* BEGIN SELECTED PASSAGE *

The Muslim Women of Hip-Hop

by Guest Contributor Duniya, originally published at Muslimah Media Watch

Although still a male-dominated realm, women have been an important part of the hip hop world both as artists and consumers. Anaya McMurray, in her journal article* Hotep and Hip-Hop: Can Black Muslim Women Be Down with Hip-Hop? explores the relation of Black Muslim women to hip hop music and asks the question, “Can Black Muslim women be a part of hip hop and Islam?”**

McCurray says that unique spaces in the discourses surrounding Islam are often ignored, consequently ignoring certain groups of Muslims, including Black Muslim women. Black Muslim women have become “agents in negotiating Islamic faith and hip-hop culture.” She aims to examine the ways in which Black Muslim women create unique spaces and negotiate Islam and hip hop in their music, as well as ways in which society represents Islam and hip hop which marginalize Black Muslim women. She does so by discussing the works of Erykah Badu, Eve, and herself as Black Muslim women hip hop artists.

When speaking of Erykah Badu we find out that the Islam McMurray tells us Badu follows is that of the Nation of Gods and Earths, or Five Percenters. Five Percenters are those who follow the teachings of Clarence 13x, a former member of the Nation of Islam. Five Percenters do consider themselves Muslims but not in the religious sense – in the political sense. Therefore, many mainstream Muslims do not consider them Muslims. And in reality their beliefs have very little in common with Sunni or Shia Islam. McMurray tells us how Badu does create a space for Muslim women in her songs by rapping about Five Percenter practices – practices which encourage men and women to remain within their respective, traditional roles. Beliefs which seem quite sexist but ones which Badu says are quite flexible, in her music. However, as Five Percenters have so little in common with mainstream Islam, and in fact consider themselves a part of a political movement rather than a religious one, using Badu to represent Muslim women in hip hop struck me as false advertising. She does not, from my understanding, represent the religion but rather the political movement.

* END SELECTED PASSAGE *
* BEGIN PROVIDED MATERIAL *

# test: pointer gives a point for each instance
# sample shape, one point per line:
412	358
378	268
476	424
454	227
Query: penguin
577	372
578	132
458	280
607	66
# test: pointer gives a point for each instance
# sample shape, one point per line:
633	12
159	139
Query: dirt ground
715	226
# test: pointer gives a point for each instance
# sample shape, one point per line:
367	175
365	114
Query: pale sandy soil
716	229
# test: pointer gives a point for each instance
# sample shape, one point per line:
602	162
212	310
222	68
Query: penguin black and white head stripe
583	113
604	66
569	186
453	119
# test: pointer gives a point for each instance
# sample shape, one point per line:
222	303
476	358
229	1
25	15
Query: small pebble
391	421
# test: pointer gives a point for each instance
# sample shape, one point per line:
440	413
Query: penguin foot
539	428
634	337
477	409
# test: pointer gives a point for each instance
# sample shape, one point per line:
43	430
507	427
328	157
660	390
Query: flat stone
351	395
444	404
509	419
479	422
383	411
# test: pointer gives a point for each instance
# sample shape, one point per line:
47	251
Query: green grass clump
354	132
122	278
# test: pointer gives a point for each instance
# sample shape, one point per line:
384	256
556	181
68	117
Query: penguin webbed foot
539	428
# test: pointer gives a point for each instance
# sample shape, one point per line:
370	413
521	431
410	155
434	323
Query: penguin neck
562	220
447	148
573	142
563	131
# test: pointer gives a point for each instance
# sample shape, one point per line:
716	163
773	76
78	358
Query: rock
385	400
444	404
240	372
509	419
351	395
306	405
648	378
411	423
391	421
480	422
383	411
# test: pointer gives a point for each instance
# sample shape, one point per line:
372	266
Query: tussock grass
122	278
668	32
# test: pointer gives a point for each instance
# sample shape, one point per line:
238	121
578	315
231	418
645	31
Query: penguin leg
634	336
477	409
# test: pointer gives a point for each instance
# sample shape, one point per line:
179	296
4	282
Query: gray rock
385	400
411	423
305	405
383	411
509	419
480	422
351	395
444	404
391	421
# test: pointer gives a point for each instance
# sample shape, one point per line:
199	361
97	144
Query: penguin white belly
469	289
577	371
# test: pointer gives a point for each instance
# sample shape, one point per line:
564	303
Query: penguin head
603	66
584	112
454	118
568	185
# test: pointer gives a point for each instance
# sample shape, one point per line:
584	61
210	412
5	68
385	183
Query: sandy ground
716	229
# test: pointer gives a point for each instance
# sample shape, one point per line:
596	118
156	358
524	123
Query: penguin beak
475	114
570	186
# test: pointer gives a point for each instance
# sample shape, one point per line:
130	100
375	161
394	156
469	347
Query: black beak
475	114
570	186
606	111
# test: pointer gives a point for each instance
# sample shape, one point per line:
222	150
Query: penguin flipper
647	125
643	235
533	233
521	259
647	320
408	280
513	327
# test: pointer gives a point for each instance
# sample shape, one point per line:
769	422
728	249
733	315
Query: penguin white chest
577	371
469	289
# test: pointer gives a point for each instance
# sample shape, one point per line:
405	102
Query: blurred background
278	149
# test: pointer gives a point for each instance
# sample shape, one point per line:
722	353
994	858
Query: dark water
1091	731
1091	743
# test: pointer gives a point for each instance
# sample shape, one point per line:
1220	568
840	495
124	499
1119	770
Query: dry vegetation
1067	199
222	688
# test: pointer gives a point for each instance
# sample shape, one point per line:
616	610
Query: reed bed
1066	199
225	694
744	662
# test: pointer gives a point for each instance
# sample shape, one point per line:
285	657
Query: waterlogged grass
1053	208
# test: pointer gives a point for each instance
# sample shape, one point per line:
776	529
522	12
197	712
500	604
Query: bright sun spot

* END PROVIDED MATERIAL *

→ **PROBLEM REQUIREMENTS**
Please copy word for word the part of the article on Muslim women in hip-hop between "McCurray says that" and "hip hop artists.", inclusive.

→ **CORRECT ANSWER**
McCurray says that unique spaces in the discourses surrounding Islam are often ignored, consequently ignoring certain groups of Muslims, including Black Muslim women. Black Muslim women have become “agents in negotiating Islamic faith and hip-hop culture.” She aims to examine the ways in which Black Muslim women create unique spaces and negotiate Islam and hip hop in their music, as well as ways in which society represents Islam and hip hop which marginalize Black Muslim women. She does so by discussing the works of Erykah Badu, Eve, and herself as Black Muslim women hip hop artists.